* _TASK INSTRUCTIONS_
Rewrite everything from "I think ultimately" down to "now and then!!" in the passage about Centering Pregnancy, substituting "scan" for "ultrasound".

[PROVIDED PASSAGE — start]

I found myself going through complete withdrawal in the hours/days after the birth. To be part of something so amazing, to see this little one breath her first breaths on the outside world, and then go home and climb into bed felt very odd (even with knowing she was in excellent hands). It reminded me, on a much smaller and less emotion-laden scale, the odd feelings I had in the hours after Nora's birth to go back to my "recovery room" without her with me. It was wonderful to head back to the hospital with Kali later on my birthday to hold the new little one and give her a more official welcome! So a wonderful, wonderful birthday and one I'll remember for a long time, even if I spent it feeling sleepier than most birthdays.

Now as we turn over a new leaf on a week, I am happy to be solidly in my 16th week of Tadpole's "incubation" inside me: grateful for renewed energy, a steady tummy when accepting food into it, and enjoying very much my little pouch out front. I'd be fine to have my daily (subtle but annoying) headaches subside at any point. I continue to stop short when I think I might feel movement, but it seems like my sitting still and concentrating on possible movement makes Tadpole uninterested in performing!

(Picture taken in PA at wedding) Kali continues to overwhelm me with her sweetness towards Tadpole (and me as the holder of this little brother or sister that she so eagerly anticipates). There have been so many moments of pure sweetness poured out towards my abdomen, like last evening when she came up to me and leaned over at my belly and said, "I love you Tadpole."

We look forward to our second Centering Pregnancy group appointment next Tuesday. I don't believe I've commented much on our choice to go with group prenatal care rather than individual appointments (if interested an overview of Centering can be found online at http://www.centeringhealthcare.org/pages/centering-model/pregnancy-overview.php) In the course of the first session I went from feeling fairly skeptical that this model was "for us" with this third pregnancy, to being a complete advocate and hearty supporter of the model.

A few things that I believe will be very empowering and helpful about this model of care for us in the coming months:

Initially it was disappointing to think about Kali not being able to come to all the appointments. But in some ways it will end up being a gift for Jason and I to have these 2 hour blocks of time with other expectant parents to focus on Tadpole's pending arrival into our family and feel a freedom to speak without filtering our words through the "Kali test." And she is happily at school during the time so will not sense that she is missing anything.

There is still some anxiety for me surrounding prenatal appointments. I found that the Centering gathering carried none of that - no exam room to contend with! Just a circle of mothers, spouses/partners, a nurse and midwife - together sharing information, experiences, wisdom, ideas, etc... To have prenatal care become less clinical and like a group of normal pregnant women gathering to prepare as best they can for these new family members was a wonderful breath of fresh air!

As one of only two women in the group that has ever given birth before, it has already been fun to share from our experience of birth (particularly because we can share positive experiences of hospital births - both at RMH and at UVA). And I imagine that sharing will become even more in depth in future gatherings. Clearly some of the women in the group have a lot of anxiety around birth and parenting, and have not had the most encouraging or helpful sources of information. I am excited to be part of a model of health care that I fully expect will be empowering and help all of us be more prepared for this upcoming transition.

I think ultimately one of the best things about us choosing Centering Pregnancy is how it sets this third pregnancy apart from the previous two, helping it to feel unique and special. So we journey on with eagerness and anticipation - it seems that most of my anxiety thus far has chosen to come out at night through dreams and seems to be centered around the upcoming routine 20 week ultrasound. I'll hopefully be practicing some deep breathing and relaxation between now and then!!

[PROVIDED PASSAGE — finish]
[PROVIDED INFORMATION — start]

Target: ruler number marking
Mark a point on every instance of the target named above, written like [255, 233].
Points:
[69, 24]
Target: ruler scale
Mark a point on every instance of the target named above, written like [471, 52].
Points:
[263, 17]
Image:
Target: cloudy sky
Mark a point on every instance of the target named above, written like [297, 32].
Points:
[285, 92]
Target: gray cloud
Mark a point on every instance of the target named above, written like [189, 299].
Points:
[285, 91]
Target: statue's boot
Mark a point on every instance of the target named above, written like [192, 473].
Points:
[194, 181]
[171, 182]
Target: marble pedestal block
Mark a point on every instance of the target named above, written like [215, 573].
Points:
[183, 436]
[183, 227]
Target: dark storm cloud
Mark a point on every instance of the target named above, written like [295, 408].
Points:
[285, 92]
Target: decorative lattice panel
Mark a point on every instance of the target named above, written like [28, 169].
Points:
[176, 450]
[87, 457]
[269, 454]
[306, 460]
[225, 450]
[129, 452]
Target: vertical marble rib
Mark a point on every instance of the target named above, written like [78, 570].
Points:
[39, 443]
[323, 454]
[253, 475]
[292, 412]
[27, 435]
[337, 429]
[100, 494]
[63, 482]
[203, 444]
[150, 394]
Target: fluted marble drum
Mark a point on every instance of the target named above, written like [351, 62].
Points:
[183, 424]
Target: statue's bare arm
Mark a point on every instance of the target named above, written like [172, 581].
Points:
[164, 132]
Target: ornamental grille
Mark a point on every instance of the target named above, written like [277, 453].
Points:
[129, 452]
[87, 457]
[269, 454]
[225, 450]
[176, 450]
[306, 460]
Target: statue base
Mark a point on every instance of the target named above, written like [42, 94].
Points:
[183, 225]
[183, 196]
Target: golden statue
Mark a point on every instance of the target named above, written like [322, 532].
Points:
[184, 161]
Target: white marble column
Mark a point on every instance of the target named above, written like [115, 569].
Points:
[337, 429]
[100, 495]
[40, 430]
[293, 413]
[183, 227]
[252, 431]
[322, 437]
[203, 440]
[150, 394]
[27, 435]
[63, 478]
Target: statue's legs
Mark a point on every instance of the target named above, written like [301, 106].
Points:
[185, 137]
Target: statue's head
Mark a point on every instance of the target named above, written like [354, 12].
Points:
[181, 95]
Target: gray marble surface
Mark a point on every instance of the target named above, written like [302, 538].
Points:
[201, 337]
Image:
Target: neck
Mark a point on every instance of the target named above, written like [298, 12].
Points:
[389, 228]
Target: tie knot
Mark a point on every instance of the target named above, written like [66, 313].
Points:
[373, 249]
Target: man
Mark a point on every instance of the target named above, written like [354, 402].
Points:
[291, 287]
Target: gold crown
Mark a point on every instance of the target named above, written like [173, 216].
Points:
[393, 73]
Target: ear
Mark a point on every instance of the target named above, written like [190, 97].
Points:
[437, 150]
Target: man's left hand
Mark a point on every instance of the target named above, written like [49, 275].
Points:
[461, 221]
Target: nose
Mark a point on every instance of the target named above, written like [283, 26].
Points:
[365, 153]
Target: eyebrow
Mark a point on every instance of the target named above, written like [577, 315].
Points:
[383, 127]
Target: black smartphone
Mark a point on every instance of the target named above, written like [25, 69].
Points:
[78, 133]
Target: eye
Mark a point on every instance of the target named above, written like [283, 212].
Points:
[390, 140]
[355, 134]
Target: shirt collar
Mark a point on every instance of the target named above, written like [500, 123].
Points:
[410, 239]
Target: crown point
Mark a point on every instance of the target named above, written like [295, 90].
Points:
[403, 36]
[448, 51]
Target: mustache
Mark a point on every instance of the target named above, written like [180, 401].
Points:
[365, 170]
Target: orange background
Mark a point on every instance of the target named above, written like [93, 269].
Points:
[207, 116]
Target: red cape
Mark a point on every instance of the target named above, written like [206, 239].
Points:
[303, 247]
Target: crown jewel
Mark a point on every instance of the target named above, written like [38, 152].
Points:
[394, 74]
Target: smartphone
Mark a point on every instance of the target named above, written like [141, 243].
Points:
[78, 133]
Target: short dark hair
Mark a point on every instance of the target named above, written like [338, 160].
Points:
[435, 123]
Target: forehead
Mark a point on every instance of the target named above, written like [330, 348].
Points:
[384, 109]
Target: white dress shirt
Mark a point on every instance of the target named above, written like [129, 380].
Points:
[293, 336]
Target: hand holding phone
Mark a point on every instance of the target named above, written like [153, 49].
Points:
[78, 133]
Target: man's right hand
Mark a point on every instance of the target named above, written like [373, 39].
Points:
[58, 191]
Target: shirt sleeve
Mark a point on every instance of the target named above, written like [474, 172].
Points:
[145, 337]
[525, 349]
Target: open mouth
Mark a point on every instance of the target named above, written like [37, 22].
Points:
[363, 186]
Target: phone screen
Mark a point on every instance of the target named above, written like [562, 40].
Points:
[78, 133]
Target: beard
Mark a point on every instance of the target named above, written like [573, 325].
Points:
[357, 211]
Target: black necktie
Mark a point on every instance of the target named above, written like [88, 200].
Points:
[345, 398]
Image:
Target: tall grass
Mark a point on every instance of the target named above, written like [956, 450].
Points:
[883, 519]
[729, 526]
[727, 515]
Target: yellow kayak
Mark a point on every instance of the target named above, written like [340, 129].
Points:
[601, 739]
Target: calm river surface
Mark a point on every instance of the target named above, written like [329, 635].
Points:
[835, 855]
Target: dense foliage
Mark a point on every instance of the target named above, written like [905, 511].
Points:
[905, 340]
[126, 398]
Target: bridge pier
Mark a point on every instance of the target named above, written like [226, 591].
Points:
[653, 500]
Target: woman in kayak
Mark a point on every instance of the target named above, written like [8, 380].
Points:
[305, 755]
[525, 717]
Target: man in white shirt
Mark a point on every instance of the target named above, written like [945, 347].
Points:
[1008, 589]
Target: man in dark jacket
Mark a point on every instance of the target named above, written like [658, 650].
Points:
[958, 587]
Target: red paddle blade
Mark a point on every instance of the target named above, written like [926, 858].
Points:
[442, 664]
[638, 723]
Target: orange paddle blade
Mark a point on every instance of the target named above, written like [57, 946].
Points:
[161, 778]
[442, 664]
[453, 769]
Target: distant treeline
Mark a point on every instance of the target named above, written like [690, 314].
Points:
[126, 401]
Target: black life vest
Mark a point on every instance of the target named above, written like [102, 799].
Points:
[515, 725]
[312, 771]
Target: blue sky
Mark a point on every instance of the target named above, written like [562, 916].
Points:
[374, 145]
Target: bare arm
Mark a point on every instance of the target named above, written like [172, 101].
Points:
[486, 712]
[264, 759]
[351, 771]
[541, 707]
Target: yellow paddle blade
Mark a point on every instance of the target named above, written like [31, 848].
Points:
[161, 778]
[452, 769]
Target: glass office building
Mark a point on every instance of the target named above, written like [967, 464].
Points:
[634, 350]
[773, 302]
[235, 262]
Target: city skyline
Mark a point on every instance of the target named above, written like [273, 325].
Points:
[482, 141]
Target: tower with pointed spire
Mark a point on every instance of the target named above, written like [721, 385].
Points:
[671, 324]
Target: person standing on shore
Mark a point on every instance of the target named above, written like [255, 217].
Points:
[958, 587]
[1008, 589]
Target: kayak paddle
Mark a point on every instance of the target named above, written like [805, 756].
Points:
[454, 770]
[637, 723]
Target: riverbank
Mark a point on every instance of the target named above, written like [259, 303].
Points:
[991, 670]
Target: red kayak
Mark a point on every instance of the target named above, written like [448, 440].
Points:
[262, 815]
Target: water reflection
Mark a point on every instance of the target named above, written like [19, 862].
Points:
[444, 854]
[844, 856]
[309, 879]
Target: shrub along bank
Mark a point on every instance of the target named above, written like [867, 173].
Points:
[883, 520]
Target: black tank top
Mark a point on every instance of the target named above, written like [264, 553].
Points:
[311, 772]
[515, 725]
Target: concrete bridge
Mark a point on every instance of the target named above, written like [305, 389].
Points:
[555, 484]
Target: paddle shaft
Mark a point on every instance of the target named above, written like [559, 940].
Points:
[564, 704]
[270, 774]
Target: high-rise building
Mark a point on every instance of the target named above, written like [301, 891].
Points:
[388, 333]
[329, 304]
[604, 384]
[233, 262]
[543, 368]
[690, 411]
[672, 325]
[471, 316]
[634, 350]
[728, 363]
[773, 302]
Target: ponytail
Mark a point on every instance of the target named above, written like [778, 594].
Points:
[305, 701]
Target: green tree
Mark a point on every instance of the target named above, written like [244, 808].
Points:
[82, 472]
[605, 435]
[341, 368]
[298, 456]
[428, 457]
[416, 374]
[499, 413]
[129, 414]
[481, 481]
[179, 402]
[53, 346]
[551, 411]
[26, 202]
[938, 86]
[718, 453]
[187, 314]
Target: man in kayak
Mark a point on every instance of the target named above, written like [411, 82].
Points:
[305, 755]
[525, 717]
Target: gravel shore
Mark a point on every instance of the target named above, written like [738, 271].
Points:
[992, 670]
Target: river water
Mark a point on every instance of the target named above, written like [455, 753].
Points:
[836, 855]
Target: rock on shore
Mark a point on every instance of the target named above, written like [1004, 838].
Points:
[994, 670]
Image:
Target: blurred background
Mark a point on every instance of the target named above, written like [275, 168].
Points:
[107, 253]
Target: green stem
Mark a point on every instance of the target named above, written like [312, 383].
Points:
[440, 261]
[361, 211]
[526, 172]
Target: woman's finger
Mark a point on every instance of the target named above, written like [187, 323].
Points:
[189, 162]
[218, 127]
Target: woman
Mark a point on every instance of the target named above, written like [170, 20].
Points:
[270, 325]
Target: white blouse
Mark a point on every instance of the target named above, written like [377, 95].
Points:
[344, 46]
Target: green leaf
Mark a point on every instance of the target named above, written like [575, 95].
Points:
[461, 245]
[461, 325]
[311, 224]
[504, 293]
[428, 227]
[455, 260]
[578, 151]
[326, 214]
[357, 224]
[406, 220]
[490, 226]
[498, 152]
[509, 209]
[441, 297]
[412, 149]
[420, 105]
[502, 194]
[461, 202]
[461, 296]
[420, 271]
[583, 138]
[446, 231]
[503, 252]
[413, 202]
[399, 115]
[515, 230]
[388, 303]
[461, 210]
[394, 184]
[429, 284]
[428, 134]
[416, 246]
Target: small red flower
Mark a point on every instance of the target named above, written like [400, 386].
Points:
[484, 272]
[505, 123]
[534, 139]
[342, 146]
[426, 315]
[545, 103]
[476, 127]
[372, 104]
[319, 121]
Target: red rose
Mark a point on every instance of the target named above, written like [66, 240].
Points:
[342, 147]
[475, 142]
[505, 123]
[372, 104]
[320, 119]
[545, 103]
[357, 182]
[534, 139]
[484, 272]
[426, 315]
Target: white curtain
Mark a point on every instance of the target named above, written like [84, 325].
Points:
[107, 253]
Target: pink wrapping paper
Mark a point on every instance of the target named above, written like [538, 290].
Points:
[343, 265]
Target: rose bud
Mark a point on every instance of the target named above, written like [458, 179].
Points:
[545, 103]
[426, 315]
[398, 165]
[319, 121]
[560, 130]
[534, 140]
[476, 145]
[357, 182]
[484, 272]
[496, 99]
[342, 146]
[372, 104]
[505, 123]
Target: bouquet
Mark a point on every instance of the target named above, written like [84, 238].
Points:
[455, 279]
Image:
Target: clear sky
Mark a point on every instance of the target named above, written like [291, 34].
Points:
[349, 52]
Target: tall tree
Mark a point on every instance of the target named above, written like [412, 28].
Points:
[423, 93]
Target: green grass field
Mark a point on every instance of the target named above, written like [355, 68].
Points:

[PROVIDED INFORMATION — finish]

* _RESPONSE TO THIS EXERCISE_
I think ultimately one of the best things about us choosing Centering Pregnancy is how it sets this third pregnancy apart from the previous two, helping it to feel unique and special. So we journey on with eagerness and anticipation - it seems that most of my anxiety thus far has chosen to come out at night through dreams and seems to be centered around the upcoming routine 20 week scan. I'll hopefully be practicing some deep breathing and relaxation between now and then!!